■ **Extracted text**
============

Issue #1 · 2021-02-23

Situations and Territories

by Joel Davis

Socrates forever altered the destiny of the world when he invented the (proto-)transcendental argument. The notion that the philosopher should search behind a claim for what implicitly substantiates it is undoubtedly the basis of all genuine critical analysis. Without this demand for depth in thought we would remain trapped on a rhetorical surface, unable to reveal the authority of claims by virtue of the faithfulness of their construction.

Socrates also forever altered the destiny of the world when he satisfied himself with seeking answers for his transcendental arguments in the form of definitions. Implicitly, the irritating dialectical methods deployed by Socrates in the famous dialogues presume uncovering a definition could be sufficient to reveal behind claims of the particular, claims of the general. Therefore, in blatant paradoxicality, the method chosen by Socrates to substantiate claims which define in general was one of simply presupposing a transcendental generality to be implied in the propositional act itself, leaving the substantiation of the general reliant upon the act of referencing the particular! And so, what at first may have seemed like a method of deepening thought turns out to be a mere manipulation of the surface in crude circularity. For Socrates, the definition is the basis of the proposition's meaning because the proposition is meaningful, but where does the proposition's meaningfulness come from? The definition of course! The deepest Socratic irony is that this quintessential method of combating "sophistry" is itself perhaps the greatest sophistry of them all.

============

■ **Entries**

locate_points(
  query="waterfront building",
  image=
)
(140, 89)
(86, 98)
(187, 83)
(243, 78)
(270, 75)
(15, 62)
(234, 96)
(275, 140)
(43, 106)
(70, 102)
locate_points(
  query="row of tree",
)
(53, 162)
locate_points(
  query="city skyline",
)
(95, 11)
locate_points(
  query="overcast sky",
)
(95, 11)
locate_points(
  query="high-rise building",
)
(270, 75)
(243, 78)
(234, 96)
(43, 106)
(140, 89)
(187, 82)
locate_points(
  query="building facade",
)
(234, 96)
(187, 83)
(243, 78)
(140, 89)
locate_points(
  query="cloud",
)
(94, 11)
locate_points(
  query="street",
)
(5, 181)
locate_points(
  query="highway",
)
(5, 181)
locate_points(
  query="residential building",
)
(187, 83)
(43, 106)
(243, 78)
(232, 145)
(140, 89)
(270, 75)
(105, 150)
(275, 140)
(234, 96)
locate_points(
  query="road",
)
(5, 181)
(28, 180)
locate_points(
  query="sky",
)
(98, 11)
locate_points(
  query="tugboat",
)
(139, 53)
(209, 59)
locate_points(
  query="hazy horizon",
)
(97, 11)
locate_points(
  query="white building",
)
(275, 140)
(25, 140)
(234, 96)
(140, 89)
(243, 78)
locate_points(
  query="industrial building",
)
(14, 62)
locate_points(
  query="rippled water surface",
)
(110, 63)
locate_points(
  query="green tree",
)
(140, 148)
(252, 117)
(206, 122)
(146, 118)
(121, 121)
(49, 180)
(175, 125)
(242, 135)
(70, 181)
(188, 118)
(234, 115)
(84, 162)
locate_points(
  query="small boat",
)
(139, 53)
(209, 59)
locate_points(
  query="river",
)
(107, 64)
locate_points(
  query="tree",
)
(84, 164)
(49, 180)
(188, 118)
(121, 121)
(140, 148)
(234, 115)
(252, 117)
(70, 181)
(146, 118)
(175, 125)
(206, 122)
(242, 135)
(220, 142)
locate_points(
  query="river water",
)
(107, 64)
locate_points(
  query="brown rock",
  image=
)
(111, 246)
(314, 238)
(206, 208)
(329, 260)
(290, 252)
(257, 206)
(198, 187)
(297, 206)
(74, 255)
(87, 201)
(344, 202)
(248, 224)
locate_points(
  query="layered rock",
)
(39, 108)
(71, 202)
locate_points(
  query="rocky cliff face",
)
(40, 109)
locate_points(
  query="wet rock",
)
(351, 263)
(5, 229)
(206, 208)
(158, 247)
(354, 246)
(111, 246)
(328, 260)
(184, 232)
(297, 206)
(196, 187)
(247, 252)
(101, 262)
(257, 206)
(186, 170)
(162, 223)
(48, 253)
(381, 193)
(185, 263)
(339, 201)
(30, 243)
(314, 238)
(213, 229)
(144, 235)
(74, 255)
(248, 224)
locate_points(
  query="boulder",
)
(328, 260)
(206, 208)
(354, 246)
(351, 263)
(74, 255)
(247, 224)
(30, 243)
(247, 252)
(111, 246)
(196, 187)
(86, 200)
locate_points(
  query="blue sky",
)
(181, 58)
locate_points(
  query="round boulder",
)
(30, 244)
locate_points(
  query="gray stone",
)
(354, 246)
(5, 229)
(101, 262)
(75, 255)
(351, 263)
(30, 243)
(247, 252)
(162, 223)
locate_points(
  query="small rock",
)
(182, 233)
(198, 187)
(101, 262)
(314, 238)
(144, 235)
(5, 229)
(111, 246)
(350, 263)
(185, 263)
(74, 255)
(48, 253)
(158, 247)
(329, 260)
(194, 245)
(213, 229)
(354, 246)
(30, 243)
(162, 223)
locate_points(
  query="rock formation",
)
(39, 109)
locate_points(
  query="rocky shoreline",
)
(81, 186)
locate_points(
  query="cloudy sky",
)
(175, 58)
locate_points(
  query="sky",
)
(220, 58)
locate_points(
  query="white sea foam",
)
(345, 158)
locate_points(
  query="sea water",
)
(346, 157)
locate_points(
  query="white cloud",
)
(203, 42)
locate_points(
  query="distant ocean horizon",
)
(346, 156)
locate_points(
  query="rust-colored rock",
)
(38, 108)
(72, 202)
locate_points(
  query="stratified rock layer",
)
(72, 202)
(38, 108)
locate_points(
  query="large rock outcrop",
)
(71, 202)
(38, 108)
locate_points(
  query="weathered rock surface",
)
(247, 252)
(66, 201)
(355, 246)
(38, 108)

============

■ **Exercise requirements**
• a. List every word in the essay on Socrates that ends in "-ity," in the order they appear.
• b. Resume the essay on Socrates after its final sentence, in the same voice.
The lines that come after the essay aren't needed here.

■ **Exercise answers**
• a. authority, paradoxicality, generality, circularity

• b.
This presumption of the definition as the storehouse of truth is one which philosophy largely uncritically repeats from Socrates for millennia. However, we can't allow the proposition to simply meet the particular without some notion of generality, otherwise we remain stuck on the surface of meaning, unable to penetrate the depths of significance, unable to traverse from mere things to the Idea. Thankfully the proposition does not float in pure abstraction, relating only to other propositions in infinite recursion. Propositions are always acts and acts always occur within situations, and so we encounter the particular always within a situation which envelops it. Within the situation then, we will find the force which attaches the proposition to the particular, the force which dramatizes in the particular an Idea which the act of the proposition sees in it.

However for Socrates, using a term in any particular sense necessarily presupposes knowledge of a universal definition that one should be able to reveal if only they ask the right questions. This is why Socrates' preferred method is dialectical inquiry. He is convinced that his interlocutor must innately possess knowledge of this universal definition by virtue of their capacity to see it in the particular. Socrates however is customarily disappointed by his interlocutors, as they can only muster further notions of particularity until becoming exasperated with his questions and conceding, usually in a state of demoralization. This is because the only universal definitions which are possible are self-referential, once all particulars have been abstracted away all one can say is that something is what it is.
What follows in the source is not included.